▸ **Problem to solve**:
Can you retype the rows below word for word, from their first line through the line containing "column 136, row 185", with both of those lines included?

▸ **Collection entries**:
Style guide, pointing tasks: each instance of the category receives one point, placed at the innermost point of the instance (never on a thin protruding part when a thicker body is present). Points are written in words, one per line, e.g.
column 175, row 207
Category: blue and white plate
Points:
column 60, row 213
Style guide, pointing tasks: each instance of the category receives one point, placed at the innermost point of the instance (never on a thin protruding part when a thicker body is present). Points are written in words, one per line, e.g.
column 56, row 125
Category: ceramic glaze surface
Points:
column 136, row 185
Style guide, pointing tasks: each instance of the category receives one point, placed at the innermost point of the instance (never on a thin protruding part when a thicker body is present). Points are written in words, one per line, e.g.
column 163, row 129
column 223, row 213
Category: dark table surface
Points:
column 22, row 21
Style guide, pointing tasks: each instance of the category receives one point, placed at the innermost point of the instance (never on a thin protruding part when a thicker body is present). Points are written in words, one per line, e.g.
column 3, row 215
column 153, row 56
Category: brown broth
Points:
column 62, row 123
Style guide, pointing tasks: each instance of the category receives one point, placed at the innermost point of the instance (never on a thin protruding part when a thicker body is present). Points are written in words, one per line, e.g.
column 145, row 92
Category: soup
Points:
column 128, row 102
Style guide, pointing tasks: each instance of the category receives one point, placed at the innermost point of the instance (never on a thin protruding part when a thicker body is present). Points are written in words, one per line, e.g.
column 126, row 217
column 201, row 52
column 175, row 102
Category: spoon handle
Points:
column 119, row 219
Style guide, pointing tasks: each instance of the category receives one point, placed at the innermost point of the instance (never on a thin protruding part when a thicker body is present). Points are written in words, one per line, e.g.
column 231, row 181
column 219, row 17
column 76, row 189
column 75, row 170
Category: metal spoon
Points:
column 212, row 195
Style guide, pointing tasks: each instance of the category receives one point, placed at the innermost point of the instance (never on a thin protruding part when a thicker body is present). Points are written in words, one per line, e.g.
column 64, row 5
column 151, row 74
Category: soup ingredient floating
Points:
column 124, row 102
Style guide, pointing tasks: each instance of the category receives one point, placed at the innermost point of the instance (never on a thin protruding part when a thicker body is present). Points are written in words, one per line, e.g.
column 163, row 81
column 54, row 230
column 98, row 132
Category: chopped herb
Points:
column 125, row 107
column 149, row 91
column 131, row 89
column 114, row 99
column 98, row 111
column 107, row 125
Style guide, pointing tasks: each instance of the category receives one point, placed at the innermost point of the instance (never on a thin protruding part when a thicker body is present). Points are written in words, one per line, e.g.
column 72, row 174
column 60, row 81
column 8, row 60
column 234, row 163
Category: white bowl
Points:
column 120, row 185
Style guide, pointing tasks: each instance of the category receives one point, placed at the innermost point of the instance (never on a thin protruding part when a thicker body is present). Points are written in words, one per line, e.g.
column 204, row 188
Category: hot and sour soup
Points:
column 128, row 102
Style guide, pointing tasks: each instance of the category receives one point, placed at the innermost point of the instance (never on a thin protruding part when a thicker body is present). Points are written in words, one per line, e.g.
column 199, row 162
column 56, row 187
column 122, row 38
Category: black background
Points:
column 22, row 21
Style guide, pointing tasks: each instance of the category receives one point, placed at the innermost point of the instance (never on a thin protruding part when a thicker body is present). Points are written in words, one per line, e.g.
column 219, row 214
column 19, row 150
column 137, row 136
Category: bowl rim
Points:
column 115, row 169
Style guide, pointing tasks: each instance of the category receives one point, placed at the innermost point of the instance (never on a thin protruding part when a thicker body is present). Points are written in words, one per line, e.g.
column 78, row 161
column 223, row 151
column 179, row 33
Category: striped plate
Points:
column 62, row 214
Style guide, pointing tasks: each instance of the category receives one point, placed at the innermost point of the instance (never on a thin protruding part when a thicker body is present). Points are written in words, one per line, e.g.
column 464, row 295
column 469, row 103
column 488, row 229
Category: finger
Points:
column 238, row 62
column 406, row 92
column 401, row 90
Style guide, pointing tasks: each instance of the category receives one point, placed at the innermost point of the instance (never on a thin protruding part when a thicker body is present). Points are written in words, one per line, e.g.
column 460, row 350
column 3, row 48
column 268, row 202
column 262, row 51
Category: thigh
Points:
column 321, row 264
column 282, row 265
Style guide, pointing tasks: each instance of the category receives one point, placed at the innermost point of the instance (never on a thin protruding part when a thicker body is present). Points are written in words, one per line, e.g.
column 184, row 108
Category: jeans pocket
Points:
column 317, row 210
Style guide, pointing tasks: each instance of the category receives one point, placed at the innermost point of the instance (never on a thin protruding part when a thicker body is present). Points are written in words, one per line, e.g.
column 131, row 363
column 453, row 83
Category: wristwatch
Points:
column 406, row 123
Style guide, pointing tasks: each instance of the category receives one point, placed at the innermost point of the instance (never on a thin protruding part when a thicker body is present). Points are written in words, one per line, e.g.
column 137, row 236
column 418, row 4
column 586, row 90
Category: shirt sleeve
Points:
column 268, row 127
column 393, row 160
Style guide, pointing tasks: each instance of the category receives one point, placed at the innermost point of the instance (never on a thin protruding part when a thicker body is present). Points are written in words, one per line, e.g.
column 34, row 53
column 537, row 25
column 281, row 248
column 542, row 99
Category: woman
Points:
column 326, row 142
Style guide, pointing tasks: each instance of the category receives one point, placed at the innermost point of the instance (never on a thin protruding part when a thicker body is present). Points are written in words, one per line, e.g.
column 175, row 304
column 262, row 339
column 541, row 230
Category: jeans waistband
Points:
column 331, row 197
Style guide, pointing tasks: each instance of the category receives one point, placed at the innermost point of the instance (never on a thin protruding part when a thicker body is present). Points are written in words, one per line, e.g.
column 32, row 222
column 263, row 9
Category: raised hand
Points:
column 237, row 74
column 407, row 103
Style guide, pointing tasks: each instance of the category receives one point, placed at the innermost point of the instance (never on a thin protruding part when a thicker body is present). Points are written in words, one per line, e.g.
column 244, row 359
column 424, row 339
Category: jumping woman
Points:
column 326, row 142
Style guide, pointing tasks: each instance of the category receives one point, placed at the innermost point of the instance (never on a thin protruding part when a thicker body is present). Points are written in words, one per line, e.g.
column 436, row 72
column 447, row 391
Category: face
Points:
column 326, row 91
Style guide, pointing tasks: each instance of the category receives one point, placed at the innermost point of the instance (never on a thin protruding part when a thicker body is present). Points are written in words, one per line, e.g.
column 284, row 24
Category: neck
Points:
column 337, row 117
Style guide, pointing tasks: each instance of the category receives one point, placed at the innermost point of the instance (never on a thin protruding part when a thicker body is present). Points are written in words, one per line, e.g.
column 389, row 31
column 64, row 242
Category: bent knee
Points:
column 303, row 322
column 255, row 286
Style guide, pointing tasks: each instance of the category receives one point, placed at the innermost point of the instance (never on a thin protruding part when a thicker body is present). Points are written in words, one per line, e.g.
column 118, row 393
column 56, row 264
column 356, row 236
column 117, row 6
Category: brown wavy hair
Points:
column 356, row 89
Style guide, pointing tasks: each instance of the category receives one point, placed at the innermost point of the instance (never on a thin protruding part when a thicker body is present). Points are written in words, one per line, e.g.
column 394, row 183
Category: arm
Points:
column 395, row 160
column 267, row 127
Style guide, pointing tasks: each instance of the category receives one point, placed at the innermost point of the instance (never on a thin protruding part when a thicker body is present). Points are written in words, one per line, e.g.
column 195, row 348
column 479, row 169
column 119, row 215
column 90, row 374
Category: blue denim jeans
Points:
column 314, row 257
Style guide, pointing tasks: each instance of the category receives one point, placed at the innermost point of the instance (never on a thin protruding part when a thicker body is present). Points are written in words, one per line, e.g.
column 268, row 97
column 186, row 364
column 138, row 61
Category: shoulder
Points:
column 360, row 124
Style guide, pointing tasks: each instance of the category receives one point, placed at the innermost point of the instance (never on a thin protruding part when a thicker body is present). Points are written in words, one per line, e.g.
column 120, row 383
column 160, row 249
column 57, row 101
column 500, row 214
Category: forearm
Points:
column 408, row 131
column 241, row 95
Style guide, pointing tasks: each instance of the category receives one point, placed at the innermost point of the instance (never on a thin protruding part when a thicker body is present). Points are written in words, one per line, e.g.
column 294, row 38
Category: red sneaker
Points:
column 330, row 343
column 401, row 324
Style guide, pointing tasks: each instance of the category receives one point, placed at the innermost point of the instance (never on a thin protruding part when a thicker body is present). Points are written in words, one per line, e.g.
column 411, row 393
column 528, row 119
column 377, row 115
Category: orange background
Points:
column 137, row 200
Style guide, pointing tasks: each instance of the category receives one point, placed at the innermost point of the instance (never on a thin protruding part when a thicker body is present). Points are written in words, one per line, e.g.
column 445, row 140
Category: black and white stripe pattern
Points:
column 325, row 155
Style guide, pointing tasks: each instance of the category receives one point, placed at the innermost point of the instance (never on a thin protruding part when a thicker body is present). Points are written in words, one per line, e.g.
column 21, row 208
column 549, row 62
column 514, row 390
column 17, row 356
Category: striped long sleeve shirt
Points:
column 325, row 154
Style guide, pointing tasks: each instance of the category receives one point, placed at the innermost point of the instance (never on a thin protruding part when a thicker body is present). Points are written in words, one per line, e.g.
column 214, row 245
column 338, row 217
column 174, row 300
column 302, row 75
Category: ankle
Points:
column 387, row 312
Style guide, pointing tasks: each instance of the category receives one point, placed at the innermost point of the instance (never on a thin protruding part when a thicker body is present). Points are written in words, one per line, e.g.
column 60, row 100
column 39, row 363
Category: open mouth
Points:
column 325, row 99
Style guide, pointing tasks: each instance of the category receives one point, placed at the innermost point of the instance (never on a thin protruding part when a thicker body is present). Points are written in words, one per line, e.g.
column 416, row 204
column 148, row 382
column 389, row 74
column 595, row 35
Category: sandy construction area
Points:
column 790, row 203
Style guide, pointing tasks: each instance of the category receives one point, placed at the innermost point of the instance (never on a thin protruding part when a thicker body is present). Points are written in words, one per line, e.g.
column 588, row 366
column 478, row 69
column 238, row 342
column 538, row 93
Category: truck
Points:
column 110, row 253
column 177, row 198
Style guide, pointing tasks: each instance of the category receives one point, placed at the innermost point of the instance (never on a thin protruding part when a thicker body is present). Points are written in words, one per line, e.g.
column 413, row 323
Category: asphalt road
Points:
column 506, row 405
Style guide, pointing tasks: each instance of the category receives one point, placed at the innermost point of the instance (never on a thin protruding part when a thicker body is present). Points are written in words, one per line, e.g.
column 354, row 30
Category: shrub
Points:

▸ **Result below**:
Style guide, pointing tasks: each instance of the category receives one point, placed at the innermost point of the instance (never on a thin protruding part when a thicker body is present). Points are written in words, one per line, e.g.
column 175, row 207
Category: blue and white plate
Points:
column 60, row 213
Style guide, pointing tasks: each instance of the category receives one point, placed at the innermost point of the instance (never on a thin protruding part when a thicker body is present). Points are written in words, one per line, e.g.
column 56, row 125
Category: ceramic glaze surface
Points:
column 136, row 185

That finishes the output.